### TASK REQUIREMENTS:
Could you retype the data from the line containing "Could you put a marker on the long" through the end, keeping every character the same?

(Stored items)
────

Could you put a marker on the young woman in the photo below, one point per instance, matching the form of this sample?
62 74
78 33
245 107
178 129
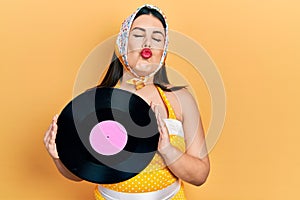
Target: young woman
138 66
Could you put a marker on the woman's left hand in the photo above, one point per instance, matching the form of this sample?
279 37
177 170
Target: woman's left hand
164 140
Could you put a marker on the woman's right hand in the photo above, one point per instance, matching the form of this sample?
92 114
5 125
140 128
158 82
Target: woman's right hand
49 138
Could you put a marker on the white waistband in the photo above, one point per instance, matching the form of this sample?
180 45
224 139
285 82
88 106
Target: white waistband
164 194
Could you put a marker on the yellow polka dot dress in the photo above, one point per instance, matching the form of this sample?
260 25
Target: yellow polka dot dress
156 175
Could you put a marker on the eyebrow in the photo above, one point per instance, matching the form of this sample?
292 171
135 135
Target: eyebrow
142 29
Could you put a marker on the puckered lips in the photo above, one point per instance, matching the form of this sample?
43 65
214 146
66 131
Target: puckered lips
146 53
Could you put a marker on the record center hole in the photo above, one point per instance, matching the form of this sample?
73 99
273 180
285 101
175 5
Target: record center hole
108 137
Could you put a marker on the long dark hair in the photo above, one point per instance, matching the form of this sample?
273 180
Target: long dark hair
115 70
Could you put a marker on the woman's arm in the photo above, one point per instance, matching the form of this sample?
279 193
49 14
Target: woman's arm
49 141
193 165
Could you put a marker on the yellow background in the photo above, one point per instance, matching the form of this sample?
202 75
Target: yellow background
255 45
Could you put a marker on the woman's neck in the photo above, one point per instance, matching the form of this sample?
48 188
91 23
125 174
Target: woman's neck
126 82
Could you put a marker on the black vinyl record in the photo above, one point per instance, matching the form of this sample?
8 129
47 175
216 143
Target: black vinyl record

────

### EXERCISE RESPONSE:
Could you put a marker on the long dark hair in the photo above, one point per instance, matching the form of this sample?
273 180
Target: long dark hair
115 70
Could you put a marker on the woman's arm in the photo above, one point per instance, matching the form of this sample?
279 193
49 14
Target: woman's arm
49 141
193 165
Could you put a marker on the yellow background in the photo above, one point per instance, matching the form of this sample?
202 75
Target: yellow background
255 45
Could you put a marker on the woman's neck in the photo above, one point per instance, matching the form of this sample?
48 188
91 23
125 174
Target: woman's neck
126 82
Could you put a marker on the black vinyl record in the photo above, one point per instance, matching the form of this sample?
8 129
47 175
216 143
Target: black vinyl record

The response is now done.